# want your thoughts



## CRL (Jan 3, 2012)

right i want your thoughts whether they are positive or negative. 

i went into [email protected] today to get extra rat food to tide over until the stuff i order 2moro will arrive. and i saw some gorgeous boys. now i have 2 spare cages, but they would go in together. 
what i want to have your thoughts on is whether to get these boys or not.
i currently have 29 males. i have the money to give vets if needed, and i bulk buy food so another 4 wont matter. i have the spare cages so they will have the room. the only problem is the hubby dosent like rats, but i already have 29 so, who cares what he thinks. lol. 
i know i never said i would get rats from [email protected] but these boys were gorgeous and i will keep thinking about them. so....... should i go 2moro back to the store and get them. 
yes or no?


----------



## Guest (Apr 12, 2012)

#### [Entries provided]
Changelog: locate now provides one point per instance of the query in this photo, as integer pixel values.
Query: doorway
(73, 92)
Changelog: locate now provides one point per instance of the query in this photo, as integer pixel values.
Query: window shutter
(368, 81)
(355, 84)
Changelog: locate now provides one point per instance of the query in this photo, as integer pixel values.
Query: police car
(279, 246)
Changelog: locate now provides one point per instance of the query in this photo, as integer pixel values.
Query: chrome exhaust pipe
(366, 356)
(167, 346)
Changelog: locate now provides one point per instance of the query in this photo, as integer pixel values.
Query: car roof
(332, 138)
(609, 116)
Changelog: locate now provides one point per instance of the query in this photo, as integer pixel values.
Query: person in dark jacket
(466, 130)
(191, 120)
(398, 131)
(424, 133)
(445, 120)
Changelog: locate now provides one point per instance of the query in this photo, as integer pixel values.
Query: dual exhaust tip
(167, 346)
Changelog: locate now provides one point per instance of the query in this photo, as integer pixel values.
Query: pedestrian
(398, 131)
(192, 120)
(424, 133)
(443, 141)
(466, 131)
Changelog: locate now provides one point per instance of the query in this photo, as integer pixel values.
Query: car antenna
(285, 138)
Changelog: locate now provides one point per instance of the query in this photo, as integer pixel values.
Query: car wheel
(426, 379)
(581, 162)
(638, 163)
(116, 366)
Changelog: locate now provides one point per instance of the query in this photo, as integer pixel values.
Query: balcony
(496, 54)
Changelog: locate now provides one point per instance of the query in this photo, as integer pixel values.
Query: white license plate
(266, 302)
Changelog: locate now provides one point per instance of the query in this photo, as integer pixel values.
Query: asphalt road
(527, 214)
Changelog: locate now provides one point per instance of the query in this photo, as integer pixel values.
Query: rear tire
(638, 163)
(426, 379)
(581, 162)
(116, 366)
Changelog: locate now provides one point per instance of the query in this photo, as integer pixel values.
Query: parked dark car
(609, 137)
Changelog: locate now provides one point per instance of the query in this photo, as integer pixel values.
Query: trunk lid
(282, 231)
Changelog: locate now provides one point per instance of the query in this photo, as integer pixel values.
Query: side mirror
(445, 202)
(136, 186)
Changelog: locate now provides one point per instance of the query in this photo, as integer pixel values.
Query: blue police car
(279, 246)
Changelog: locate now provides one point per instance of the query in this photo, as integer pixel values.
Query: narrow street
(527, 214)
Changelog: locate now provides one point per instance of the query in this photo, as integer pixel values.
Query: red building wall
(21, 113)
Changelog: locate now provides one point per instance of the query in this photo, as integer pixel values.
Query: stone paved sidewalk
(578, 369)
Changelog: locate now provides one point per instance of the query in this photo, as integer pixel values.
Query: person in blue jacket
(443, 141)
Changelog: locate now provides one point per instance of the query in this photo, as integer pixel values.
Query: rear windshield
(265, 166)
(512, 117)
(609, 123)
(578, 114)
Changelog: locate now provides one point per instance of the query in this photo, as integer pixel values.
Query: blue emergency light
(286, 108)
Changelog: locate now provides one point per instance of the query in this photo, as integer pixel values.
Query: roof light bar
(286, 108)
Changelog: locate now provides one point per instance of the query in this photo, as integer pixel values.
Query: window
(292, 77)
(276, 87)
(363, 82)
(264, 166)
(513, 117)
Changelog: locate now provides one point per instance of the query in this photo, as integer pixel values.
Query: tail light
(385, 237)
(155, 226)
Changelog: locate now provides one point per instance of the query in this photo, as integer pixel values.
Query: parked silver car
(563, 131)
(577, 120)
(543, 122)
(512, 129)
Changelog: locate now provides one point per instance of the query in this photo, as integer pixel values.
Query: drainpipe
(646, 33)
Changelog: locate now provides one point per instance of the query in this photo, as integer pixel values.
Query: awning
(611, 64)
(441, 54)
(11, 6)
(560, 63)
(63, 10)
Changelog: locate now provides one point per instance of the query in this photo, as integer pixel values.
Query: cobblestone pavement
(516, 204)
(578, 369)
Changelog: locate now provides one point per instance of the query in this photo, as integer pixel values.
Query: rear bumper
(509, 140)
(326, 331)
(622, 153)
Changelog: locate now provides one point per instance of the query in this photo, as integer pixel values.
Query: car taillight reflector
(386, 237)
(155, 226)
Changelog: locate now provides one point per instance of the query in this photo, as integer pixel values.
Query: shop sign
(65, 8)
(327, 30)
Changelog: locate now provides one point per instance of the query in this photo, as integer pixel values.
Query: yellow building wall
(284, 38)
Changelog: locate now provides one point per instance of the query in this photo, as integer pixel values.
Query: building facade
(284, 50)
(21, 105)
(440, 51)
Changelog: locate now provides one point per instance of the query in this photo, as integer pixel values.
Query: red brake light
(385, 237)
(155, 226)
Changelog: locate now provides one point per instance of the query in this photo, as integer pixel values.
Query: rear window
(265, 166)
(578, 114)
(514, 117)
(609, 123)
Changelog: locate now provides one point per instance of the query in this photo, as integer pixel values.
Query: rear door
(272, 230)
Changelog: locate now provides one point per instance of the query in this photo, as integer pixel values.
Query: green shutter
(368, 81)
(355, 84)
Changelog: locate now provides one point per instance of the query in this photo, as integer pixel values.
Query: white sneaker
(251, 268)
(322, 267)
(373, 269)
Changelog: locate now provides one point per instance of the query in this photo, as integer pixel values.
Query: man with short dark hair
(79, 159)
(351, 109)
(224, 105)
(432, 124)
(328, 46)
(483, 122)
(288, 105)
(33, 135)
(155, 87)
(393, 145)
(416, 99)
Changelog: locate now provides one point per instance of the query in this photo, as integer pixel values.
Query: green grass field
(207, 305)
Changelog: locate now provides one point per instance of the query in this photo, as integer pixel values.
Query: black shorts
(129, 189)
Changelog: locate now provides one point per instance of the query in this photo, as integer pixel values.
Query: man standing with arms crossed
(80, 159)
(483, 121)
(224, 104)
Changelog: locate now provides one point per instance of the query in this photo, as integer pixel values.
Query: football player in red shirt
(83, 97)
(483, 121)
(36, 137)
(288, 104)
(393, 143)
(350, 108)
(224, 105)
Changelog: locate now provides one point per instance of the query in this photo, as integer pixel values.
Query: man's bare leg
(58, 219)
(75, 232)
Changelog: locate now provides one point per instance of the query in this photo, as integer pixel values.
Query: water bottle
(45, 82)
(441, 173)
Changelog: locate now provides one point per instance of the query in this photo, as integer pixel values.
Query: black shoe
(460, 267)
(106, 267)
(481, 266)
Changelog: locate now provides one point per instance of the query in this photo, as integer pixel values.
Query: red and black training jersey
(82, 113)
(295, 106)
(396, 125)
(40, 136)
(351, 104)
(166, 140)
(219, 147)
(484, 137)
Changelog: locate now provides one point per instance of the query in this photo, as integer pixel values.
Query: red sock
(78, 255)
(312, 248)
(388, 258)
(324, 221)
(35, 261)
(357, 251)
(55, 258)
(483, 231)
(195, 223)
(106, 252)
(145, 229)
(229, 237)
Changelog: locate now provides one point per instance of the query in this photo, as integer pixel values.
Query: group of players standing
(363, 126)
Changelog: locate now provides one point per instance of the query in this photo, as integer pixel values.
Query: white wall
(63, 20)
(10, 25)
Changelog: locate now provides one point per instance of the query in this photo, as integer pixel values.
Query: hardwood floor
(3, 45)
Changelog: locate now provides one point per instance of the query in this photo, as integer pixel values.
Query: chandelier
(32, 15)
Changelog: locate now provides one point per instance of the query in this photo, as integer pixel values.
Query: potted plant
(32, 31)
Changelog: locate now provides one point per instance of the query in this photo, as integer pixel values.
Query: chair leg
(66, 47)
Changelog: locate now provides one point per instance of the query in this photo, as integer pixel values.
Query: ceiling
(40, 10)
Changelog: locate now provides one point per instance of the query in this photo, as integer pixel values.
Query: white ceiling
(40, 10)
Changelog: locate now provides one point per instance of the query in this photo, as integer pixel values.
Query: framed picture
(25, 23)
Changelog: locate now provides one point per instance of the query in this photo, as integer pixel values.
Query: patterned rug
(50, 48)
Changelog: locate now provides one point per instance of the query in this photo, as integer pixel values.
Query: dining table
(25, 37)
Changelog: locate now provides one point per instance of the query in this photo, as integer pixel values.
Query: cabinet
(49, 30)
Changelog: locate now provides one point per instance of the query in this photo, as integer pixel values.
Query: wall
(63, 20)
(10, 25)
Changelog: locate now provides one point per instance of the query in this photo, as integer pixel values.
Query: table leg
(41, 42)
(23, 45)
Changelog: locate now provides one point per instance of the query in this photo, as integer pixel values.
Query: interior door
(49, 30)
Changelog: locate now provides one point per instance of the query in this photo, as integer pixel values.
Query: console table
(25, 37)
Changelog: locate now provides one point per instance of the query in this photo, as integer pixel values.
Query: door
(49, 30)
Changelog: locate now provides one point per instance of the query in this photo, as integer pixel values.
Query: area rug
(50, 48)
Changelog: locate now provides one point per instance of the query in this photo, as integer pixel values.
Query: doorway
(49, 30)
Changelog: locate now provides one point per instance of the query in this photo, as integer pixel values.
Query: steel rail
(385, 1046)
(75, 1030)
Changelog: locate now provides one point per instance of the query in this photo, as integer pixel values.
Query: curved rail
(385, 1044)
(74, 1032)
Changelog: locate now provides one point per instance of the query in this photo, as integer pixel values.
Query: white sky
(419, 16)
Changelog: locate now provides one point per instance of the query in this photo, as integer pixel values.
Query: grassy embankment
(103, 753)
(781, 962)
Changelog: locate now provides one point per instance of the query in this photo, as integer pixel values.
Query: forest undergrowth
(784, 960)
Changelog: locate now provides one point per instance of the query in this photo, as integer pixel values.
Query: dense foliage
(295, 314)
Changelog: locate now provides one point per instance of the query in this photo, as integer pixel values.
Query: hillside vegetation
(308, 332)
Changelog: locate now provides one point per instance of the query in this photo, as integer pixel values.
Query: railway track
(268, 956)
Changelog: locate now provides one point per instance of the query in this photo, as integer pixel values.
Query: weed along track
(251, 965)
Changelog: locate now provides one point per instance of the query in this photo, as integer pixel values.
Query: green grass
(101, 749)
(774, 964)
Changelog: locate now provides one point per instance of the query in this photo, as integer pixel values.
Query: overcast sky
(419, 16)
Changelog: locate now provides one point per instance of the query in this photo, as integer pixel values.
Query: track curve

#### [Instruction 1]
Edit the forum post about the rats, beginning at the words "what i want" and stopping after "and get them.", and change "hubby" to "husband".
#### [Instruction 2]
Pick up the forum post about the rats right after its last line and keep writing it.
The items were taken from a separate source.

#### [Exercise answer 1]
what i want to have your thoughts on is whether to get these boys or not.
i currently have 29 males. i have the money to give vets if needed, and i bulk buy food so another 4 wont matter. i have the spare cages so they will have the room. the only problem is the husband dosent like rats, but i already have 29 so, who cares what he thinks. lol. 
i know i never said i would get rats from [email protected] but these boys were gorgeous and i will keep thinking about them. so....... should i go 2moro back to the store and get them.

#### [Exercise answer 2]
I put no just because you know my thoughts on [email protected] anyway lol BUT saying that, if your heart is set on them and you have the time, space and money available go get them


----------



## CRL (Jan 3, 2012)

thats what i mean bernie. i have the time money etc for them. but i said i would never get any from [email protected] but i really am tempted to get them. they were gorgeous inquisitive boys.


----------



## Guest (Apr 12, 2012)

Have a sleep on it and see how you feel in the morning


----------



## CRL (Jan 3, 2012)

dont say that cus i will wake up and just go and get them anyway.


----------



## blade100 (Aug 24, 2009)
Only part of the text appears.